Extract to read:
* start *
NPLD-Coppieters Campus 2021

Immersion education: exploring what works in linguistically diverse contexts across Europe

Palma, 24th November

Immersion education is a pedagogical model in which students receive their subject-matter instruction through the medium of a target language. In bilingual communities where a dominant state language coexists with territorial, indigenous, small-state, or unique minority or regional languages, the target language may belong to the second group.

The goal of the immersion model is to ensure that the regional language is present in the schooling system, while guaranteeing the learning of the majority language. This model has been praised by numerous international experts and organizations, such as the Commission’s High-Level Group on Multilingualism, the Committee of Experts of the European Charter for Regional or Minority Languages and the United Nations’ Special Rapporteur on Minority Issues.

Immersion Education is applied in different regions of Europe such as Wales, Catalonia, or the Basque Country, and coexists with other plurilingual education models, predominantly with the Content and Language Integrated Learning (CLIL) methodology. It has been considered as an exemplary model which guarantees full, functional bilingualism, both in the majority and the minority language without segregating students in language terms.

Furthermore, immersion education model enables children to acquire sufficient linguistic competences in the two languages -the dominant and the minority language- which allow them to use the language of their choice after finishing school. If the school system fails to provide students full command of the two languages, that would result in a curtailment of children’s future opportunities and a limitation of their freedom to choose the language in which they wish to communicate as they become adults.

Recently, however, a sharp debate has emerged regarding the application of this model in some European countries, notably in France and Spain. Too often, arguments against the language immersion model are based on purely ideological grounds and use unbiased, partisan, and inaccurate data. All this has contributed to create confusion over the scope and the implications of this model.

In this Campus, we intend to shed some light on this debate by providing the participants with the necessary data that will certainly be useful for a better account of the language immersion model in education.

Organizer Committee

The Organizer Committee of this year’s edition of the NPLD-Coppieters Campus is composed of Bethan Webb (Government of Wales), Araceli Díaz de Lezana (Government of the Basque Country), Vicent Climent (Government of Catalonia), Fulup Jakez (Breton Language Office), Gabriele Zanello (University of Udine), Beatriu Defior (the Balearic Islands) and Inaki Irazabalbeitia (Coppieters Foundation).
* end *
Goal:
Pick up the announcement about the immersion education campus above and carry it on from its final sentence.

Stored records
* start *
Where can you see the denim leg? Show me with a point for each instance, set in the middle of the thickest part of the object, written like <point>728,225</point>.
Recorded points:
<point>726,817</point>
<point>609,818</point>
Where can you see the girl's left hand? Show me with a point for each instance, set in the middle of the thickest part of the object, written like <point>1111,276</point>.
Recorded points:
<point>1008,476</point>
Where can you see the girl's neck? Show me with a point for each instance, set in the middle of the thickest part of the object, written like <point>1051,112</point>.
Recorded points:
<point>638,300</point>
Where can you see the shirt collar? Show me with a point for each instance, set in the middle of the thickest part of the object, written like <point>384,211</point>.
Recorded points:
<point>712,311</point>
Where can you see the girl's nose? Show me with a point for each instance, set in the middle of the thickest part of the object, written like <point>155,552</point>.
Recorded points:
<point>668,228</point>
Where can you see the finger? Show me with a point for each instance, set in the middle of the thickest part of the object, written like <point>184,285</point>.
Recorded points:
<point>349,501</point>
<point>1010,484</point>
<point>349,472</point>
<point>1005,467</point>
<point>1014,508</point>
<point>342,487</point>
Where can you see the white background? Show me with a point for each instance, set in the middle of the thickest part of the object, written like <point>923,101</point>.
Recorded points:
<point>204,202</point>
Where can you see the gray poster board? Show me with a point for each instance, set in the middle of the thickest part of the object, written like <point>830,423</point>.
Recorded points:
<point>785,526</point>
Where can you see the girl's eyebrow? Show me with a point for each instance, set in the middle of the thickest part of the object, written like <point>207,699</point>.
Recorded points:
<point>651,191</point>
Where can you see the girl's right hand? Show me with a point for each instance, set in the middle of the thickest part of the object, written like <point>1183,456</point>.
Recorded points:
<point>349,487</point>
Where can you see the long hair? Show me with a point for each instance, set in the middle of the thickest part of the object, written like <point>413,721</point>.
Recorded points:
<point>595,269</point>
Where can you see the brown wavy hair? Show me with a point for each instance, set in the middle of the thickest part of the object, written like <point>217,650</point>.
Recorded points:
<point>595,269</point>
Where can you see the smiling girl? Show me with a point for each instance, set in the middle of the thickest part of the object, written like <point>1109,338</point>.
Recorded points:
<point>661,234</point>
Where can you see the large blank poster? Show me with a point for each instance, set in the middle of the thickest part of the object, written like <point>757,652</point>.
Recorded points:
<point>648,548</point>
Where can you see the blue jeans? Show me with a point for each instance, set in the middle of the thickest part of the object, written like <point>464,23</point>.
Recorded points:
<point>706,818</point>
* end *
Reply:
About the campus

The NPLD-Coppieters Campus is a biennial event jointly organised by the Network to Promote Linguistic Diversity and the Coppieters Foundation after the summer break.

The NPLD-Coppieters Campus aims to be a meeting place for reflection and exchange of ideas among governments, policy makers, practitioners, researchers and experts from all over Europe working in the field of language policy and planning for Constitutional, Regional and Small-State Languages across Europe.

The Network to Promote Linguistic Diversity (NPLD) is a European wide network whose main goal is to raise awareness at a European level on the vital importance of linguistic diversity. NPLD includes governments both national and regional, universities and associations as its members.

Coppieters Foundation is a think tank focusing on European affairs. It develops new ideas and produces knowledge on the management of cultural and linguistic diversity, collective and minority rights, multi-level governance, decentralization, state and constitutional reform, statehood processes, self-determination, migration, peace studies and the protection of human rights in Europe.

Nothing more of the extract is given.